What you will do:
- 1) In the account of the errand below, where did the store place the decongestant sprays?
- 2) Write the next part of the account of the pharmacy and grocery errand below, picking up after its final line.

Reading text:
········
I traipse to the pharmacy counter to ask where the hell the nose squirt is. Get behind a woman who is receiving zero satisfaction and is told to come back some other time. This, it develops, is because they only have one employee back there. Guess their other staff are all out with the flu. I think fuck it! and decide I’ll have to go across the street to the Albertson’s to find the nostrum, another of the Hood’s gracious landmarks. Please, please, please waste some more of my time!

But on the way out I take another look in the stuffy-nose section and discover they’ve put the decongestant sprays all the way down on the very bottom shelf. Well, that’s good…at least I don’t have to traipse across the damn train tracks (sitting through at least one and probably two interminable red lights). Buy this and then walk over to the Sprouts.

Incredibly, the store is now not stocking even ONE actual soup by Pacific or Imagine! No joke! They have a pile of boxed chicken broth and boxed beef broth, but that is not what I want. I need a hearty soup that is going to give me some nourishment without making me sick(er).

Fu*k!!!!!!!

Defies belief.
········
Given information:

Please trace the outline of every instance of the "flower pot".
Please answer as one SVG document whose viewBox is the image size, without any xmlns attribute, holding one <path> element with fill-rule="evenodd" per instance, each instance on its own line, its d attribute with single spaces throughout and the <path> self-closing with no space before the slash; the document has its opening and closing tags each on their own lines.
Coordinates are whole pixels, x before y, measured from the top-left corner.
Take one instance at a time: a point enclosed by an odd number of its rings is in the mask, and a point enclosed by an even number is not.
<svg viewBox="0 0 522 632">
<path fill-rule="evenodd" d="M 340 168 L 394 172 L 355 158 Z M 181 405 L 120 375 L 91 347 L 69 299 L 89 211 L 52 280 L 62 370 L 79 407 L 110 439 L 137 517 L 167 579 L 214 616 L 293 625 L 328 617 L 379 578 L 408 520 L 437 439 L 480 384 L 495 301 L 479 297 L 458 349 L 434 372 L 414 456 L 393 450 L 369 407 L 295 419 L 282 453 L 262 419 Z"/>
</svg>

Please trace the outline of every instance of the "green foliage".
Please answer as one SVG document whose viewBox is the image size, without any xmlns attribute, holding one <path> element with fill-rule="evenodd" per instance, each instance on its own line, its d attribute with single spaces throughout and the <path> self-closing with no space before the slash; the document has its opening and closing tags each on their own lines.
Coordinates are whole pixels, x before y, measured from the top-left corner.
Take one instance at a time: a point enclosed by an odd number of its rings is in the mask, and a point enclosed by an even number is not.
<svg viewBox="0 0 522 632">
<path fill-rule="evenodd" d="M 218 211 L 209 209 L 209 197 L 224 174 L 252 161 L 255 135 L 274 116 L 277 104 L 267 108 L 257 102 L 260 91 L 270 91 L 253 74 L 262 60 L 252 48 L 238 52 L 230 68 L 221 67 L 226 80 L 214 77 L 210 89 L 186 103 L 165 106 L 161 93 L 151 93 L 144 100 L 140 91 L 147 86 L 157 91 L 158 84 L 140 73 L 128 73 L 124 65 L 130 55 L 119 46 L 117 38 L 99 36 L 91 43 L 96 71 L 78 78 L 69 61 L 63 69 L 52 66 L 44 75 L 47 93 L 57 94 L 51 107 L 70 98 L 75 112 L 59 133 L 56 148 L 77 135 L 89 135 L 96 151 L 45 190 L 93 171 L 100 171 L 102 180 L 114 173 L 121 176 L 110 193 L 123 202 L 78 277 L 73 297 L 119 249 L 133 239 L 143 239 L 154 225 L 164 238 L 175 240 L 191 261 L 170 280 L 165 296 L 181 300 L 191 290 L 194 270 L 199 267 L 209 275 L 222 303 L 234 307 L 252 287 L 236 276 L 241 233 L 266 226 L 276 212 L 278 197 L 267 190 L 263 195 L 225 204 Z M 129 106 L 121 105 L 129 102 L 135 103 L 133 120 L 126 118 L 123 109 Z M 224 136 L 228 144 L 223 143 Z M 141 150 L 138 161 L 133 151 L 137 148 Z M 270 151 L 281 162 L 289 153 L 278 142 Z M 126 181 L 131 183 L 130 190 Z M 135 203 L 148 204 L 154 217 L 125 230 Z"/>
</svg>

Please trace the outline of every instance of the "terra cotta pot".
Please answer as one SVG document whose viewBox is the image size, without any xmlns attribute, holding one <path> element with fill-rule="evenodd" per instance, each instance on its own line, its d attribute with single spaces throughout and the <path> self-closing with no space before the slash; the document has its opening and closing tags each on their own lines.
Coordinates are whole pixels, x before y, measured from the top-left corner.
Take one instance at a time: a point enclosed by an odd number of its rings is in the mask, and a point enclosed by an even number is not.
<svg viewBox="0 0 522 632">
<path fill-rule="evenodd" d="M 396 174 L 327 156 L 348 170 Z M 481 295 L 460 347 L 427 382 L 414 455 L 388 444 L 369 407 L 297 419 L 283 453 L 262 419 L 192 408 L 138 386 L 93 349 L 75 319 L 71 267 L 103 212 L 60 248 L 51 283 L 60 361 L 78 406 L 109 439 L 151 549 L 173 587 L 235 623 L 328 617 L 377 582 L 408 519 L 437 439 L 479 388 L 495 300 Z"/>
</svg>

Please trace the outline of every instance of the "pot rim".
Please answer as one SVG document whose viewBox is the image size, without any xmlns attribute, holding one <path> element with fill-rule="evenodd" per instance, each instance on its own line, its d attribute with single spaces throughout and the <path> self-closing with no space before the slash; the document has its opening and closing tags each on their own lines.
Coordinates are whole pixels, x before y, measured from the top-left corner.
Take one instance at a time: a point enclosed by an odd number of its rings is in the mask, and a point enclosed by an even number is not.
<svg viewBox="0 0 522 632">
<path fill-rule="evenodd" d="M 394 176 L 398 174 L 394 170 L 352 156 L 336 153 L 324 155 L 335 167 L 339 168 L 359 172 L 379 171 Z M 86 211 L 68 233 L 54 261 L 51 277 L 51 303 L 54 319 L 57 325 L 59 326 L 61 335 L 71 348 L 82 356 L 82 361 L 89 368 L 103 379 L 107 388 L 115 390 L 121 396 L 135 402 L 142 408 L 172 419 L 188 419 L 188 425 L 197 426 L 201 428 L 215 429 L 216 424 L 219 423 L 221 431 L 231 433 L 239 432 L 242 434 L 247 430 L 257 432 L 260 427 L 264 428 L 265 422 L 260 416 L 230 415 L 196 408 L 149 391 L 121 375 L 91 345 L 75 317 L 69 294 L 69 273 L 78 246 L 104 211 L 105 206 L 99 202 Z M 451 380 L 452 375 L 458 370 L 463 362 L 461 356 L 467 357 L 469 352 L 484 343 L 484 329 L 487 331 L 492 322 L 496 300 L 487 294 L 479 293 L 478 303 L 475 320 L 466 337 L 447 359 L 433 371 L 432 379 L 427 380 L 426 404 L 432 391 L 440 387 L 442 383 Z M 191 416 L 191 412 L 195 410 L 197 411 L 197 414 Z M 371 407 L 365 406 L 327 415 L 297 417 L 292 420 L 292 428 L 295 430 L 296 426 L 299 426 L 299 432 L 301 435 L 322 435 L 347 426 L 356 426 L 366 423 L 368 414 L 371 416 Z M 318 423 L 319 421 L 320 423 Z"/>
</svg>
········
Task-by-task results:
- 1) On the very bottom shelf of the stuffy-nose section.

- 2)
So I get in the car and drive all the way down to the fancy new Sprouts at Osborn and Seventh Ave, now the heart of Millennial Country. Yes. There I find the actual soups for which Sprouts is famed. Grab an armload of these: potato leek, tomato (creamy!!), and butternut squash. While there I find a package of frozen warm-it-up in minutes mussels in tomato sauce. Hot damn! That, I’m going to eat whenever I finish this blog post.

So when I get up to the checkout, I ask the guy — who is, by the way a retired professor funding his cruise travels with part-time cashiering, and quite a kick — why on earth they’ve taken these soups out of the market in the ‘Hood. Poor people eat soup, too, y’know! This gets their attention.

They have to allow that they don’t know the answer to this conundrum, but yes, it probably does have to do with the demographics. (Let’s whack’em while they’re down!)

A fairly entertaining exchange with the two idle check-out clerks and a wandering manager now takes place. The professor and the other check-out clerk, a mature black woman, slender and sharp-looking, are both old-time Phoenicians. When I remark that the ex- and I were part of the first wave of gentrification in the Encanto district, a great flurry of reminiscence ensues.

“Do you remember the Basha’s that used to be in this parking lot?”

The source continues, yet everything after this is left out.